* start Raw data *

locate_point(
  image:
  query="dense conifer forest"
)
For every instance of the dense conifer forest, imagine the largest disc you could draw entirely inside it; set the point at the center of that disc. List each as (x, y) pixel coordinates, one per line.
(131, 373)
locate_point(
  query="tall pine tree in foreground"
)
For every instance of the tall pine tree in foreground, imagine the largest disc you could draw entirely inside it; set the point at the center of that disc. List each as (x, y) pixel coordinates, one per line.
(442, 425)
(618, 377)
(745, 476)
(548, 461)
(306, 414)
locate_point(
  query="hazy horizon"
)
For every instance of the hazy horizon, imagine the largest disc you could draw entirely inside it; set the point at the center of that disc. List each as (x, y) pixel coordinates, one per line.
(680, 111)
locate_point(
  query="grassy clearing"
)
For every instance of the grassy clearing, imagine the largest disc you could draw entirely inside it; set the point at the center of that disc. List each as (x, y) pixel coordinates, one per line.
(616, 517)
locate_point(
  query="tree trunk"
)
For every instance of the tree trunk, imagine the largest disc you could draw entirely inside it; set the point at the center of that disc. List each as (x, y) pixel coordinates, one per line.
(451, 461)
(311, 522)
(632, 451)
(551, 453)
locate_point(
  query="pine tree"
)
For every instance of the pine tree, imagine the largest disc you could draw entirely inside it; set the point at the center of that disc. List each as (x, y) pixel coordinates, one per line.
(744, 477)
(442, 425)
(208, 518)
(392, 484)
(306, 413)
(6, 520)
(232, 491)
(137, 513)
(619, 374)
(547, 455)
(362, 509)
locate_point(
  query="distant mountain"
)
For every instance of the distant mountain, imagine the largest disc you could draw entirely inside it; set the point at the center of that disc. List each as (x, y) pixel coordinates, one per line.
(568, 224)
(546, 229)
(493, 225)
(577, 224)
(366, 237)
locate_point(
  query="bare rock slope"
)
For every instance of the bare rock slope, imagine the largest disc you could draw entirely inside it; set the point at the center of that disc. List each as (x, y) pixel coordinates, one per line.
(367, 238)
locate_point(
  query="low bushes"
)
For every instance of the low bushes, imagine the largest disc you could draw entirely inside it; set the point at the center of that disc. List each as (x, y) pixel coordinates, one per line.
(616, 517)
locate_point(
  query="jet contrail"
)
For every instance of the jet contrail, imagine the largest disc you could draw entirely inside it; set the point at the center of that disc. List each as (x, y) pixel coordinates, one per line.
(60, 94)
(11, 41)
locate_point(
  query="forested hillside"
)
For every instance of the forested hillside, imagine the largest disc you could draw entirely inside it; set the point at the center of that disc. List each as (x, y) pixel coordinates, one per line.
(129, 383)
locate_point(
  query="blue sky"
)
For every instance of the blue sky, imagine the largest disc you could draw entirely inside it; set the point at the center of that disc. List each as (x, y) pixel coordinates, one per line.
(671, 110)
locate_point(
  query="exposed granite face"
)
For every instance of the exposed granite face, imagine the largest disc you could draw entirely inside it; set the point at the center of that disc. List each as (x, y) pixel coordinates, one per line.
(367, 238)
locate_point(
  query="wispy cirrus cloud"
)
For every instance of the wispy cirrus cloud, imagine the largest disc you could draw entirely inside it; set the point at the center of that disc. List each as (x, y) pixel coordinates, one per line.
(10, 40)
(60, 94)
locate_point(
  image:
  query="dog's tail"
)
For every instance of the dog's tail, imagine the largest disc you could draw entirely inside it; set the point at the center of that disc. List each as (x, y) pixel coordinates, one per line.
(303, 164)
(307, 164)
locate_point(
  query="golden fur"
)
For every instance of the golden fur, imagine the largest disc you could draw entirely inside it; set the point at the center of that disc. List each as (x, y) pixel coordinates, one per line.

* end Raw data *

§ **Request**: Every line above should be written out again exactly as it stands.

§ **Correct result**:
locate_point(
  image:
  query="dense conifer forest"
)
For every instance of the dense conifer forest, imagine the largest disc you could draw entirely inside it; set the point at the center of that disc. List each as (x, y) pixel coordinates, one per line.
(131, 373)
locate_point(
  query="tall pine tree in foreground"
)
For every instance of the tall pine tree in foreground, imagine the largest disc you could draw entirely inside it; set the point at the center of that disc. List each as (x, y) pixel coordinates, one per line.
(442, 425)
(618, 377)
(745, 476)
(548, 461)
(306, 414)
locate_point(
  query="hazy horizon"
)
For every instance of the hazy horizon, imagine the largest disc you could draw entirely inside it; set the point at the center of that disc. List each as (x, y) pixel coordinates, one per line.
(680, 111)
locate_point(
  query="grassy clearing"
)
For every instance of the grassy clearing, imagine the largest disc you could draw entirely inside it; set the point at the center of that disc. List each as (x, y) pixel coordinates, one per line.
(616, 517)
locate_point(
  query="tree trunk"
)
For every instance of the tree trunk, imagine the largest disc you could draw entirely inside it; set the point at the center of that disc. List each as (x, y) pixel coordinates, one per line.
(451, 461)
(311, 522)
(632, 451)
(551, 453)
locate_point(
  query="pine tree"
)
For every instance of the pine tree, imagine the largest disc you could draw entirely inside it; set the point at the center of that disc. List each as (x, y) pixel coordinates, one per line.
(744, 477)
(442, 425)
(208, 518)
(392, 484)
(306, 413)
(6, 520)
(232, 491)
(137, 513)
(619, 374)
(547, 455)
(362, 509)
locate_point(
  query="distant mountain"
)
For every instance of the distant mountain, imagine the largest disc you could draw entirely inside it; set the point at the center of that disc. List each as (x, y) pixel coordinates, one per line.
(568, 224)
(546, 229)
(493, 225)
(577, 224)
(366, 237)
locate_point(
  query="bare rock slope"
)
For every instance of the bare rock slope, imagine the largest disc you could draw entirely inside it; set the point at the center of that disc. List each as (x, y) pixel coordinates, one per line.
(367, 238)
locate_point(
  query="low bushes"
)
For every instance of the low bushes, imagine the largest disc you could draw entirely inside it; set the point at the center of that disc. List each as (x, y) pixel coordinates, one per line.
(616, 517)
locate_point(
  query="jet contrail"
)
For every instance of the jet contrail, imagine the largest disc you could draw entirely inside it; set the point at the center of that disc. List each as (x, y) pixel coordinates, one per line.
(60, 94)
(11, 41)
locate_point(
  query="forested hillside"
)
For every instance of the forested hillside, imagine the largest disc you could draw entirely inside it; set the point at the center of that disc. List each as (x, y) pixel coordinates, one per line.
(129, 383)
locate_point(
  query="blue sky"
)
For every instance of the blue sky, imagine the largest disc you could draw entirely inside it; set the point at the center of that disc. List each as (x, y) pixel coordinates, one per line.
(671, 110)
locate_point(
  query="exposed granite face"
)
For every instance of the exposed granite face, imagine the largest disc you could draw entirely inside it; set the point at the center of that disc. List each as (x, y) pixel coordinates, one per line.
(367, 238)
locate_point(
  query="wispy cirrus cloud"
)
For every instance of the wispy cirrus cloud, imagine the largest disc you could draw entirely inside it; set the point at the center of that disc. List each as (x, y) pixel coordinates, one per line.
(10, 40)
(60, 94)
locate_point(
  image:
  query="dog's tail"
)
For every instance of the dog's tail, imagine the largest disc you could draw entirely inside it; set the point at the center of that disc. List each as (x, y) pixel coordinates, one per line.
(303, 164)
(307, 164)
locate_point(
  query="golden fur"
)
For every instance of the golden fur, imagine the largest disc you could draw entirely inside it; set the point at the center of that disc. List each as (x, y) pixel coordinates, one per line.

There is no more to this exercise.